Saved entries
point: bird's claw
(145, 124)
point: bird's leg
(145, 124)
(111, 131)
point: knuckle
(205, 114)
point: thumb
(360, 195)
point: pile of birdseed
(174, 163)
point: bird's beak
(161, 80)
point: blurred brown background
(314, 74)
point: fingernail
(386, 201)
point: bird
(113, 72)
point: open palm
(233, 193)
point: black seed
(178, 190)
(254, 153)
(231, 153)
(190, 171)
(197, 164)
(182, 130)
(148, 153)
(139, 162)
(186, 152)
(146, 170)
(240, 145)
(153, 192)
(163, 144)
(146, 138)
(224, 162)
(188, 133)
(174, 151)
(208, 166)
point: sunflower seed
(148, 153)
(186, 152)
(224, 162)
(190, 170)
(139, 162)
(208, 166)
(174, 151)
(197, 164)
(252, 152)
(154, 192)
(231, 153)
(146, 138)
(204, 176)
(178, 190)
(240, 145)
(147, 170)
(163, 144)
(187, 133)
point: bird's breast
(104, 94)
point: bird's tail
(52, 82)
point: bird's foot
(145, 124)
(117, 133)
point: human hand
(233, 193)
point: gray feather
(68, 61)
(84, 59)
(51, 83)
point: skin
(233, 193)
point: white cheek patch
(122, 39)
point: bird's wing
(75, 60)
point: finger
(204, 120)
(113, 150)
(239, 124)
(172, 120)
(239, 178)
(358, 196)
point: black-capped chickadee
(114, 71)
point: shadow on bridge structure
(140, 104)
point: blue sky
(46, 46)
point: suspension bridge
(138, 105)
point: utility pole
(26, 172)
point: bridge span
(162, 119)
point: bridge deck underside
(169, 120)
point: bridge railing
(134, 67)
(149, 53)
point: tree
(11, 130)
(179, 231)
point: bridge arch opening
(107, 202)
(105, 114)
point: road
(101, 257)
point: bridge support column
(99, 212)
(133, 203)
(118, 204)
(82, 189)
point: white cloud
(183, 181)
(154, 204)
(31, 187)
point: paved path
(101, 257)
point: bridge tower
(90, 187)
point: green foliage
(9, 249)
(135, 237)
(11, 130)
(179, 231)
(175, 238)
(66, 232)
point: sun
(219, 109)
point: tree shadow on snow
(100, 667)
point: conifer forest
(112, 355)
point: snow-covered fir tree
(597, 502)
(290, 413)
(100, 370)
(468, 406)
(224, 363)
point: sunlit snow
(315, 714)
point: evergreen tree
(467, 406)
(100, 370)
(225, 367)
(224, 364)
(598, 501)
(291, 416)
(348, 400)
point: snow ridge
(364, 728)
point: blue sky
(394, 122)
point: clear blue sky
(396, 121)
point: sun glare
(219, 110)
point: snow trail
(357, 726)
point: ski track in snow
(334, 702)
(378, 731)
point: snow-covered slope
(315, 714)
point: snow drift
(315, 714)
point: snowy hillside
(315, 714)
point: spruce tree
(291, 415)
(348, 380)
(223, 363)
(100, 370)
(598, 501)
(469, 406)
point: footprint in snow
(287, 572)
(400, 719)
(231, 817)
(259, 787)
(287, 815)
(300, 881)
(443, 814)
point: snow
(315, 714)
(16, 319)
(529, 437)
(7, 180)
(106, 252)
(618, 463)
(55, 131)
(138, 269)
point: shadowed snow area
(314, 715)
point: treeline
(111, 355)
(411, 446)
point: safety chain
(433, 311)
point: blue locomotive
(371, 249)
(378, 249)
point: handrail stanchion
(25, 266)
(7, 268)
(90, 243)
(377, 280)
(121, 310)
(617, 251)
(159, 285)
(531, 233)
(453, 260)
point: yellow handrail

**WORK ITEM**
Give back the entries above precisely as they appear.

**EXERCISE RESULT**
point: bird's claw
(145, 124)
point: bird's leg
(145, 124)
(111, 131)
point: knuckle
(205, 114)
point: thumb
(360, 195)
point: pile of birdseed
(174, 163)
point: bird's beak
(161, 80)
point: blurred brown background
(314, 74)
point: fingernail
(386, 201)
point: bird
(113, 72)
point: open palm
(233, 193)
point: black seed
(178, 190)
(254, 153)
(231, 153)
(190, 171)
(197, 164)
(182, 130)
(148, 153)
(139, 162)
(186, 152)
(146, 170)
(240, 145)
(153, 192)
(163, 144)
(146, 138)
(224, 162)
(188, 133)
(174, 151)
(208, 166)
point: sunflower seed
(148, 153)
(186, 152)
(224, 162)
(190, 170)
(139, 162)
(208, 166)
(174, 151)
(197, 164)
(252, 152)
(154, 192)
(231, 153)
(146, 138)
(204, 176)
(178, 190)
(240, 145)
(147, 170)
(163, 144)
(187, 133)
point: bird's breast
(104, 94)
point: bird's tail
(52, 82)
point: bird's foot
(145, 124)
(117, 133)
point: human hand
(233, 193)
point: gray feather
(68, 61)
(84, 59)
(51, 83)
point: skin
(233, 193)
point: white cheek patch
(122, 39)
point: bird's wing
(75, 60)
point: finger
(204, 120)
(113, 150)
(239, 124)
(172, 120)
(239, 178)
(358, 196)
point: black-capped chickadee
(114, 71)
point: shadow on bridge structure
(140, 104)
point: blue sky
(46, 46)
point: suspension bridge
(138, 105)
point: utility pole
(26, 172)
point: bridge span
(162, 119)
point: bridge deck underside
(169, 120)
point: bridge railing
(134, 67)
(149, 53)
point: tree
(11, 130)
(179, 231)
point: bridge arch opening
(107, 202)
(105, 114)
point: road
(101, 257)
point: bridge support column
(99, 212)
(133, 203)
(118, 204)
(82, 189)
point: white cloud
(183, 181)
(154, 204)
(31, 187)
point: paved path
(101, 257)
point: bridge tower
(90, 187)
point: green foliage
(9, 249)
(135, 237)
(11, 130)
(179, 231)
(175, 238)
(66, 232)
point: sun
(219, 109)
point: tree shadow on snow
(100, 667)
point: conifer forest
(112, 355)
point: snow-covered fir tree
(597, 502)
(290, 413)
(100, 370)
(468, 406)
(224, 363)
point: sunlit snow
(315, 714)
point: evergreen tree
(467, 406)
(100, 370)
(225, 367)
(224, 364)
(598, 501)
(291, 416)
(348, 400)
point: snow ridge
(364, 728)
point: blue sky
(394, 122)
point: clear blue sky
(396, 121)
point: sun glare
(219, 110)
point: snow trail
(357, 726)
point: ski track in snow
(334, 702)
(378, 731)
point: snow-covered slope
(315, 714)
point: snow drift
(315, 714)
point: snowy hillside
(315, 714)
point: spruce tree
(291, 415)
(348, 380)
(223, 363)
(100, 370)
(598, 501)
(469, 406)
point: footprint in snow
(287, 572)
(400, 719)
(231, 817)
(259, 787)
(287, 815)
(300, 881)
(443, 814)
point: snow
(315, 714)
(16, 319)
(529, 437)
(7, 180)
(106, 252)
(618, 463)
(55, 131)
(138, 269)
point: shadowed snow area
(314, 715)
point: treeline
(111, 355)
(411, 446)
point: safety chain
(433, 311)
point: blue locomotive
(371, 249)
(378, 249)
point: handrail stanchion
(25, 266)
(7, 268)
(90, 243)
(377, 280)
(121, 310)
(617, 251)
(159, 285)
(531, 233)
(453, 260)
point: yellow handrail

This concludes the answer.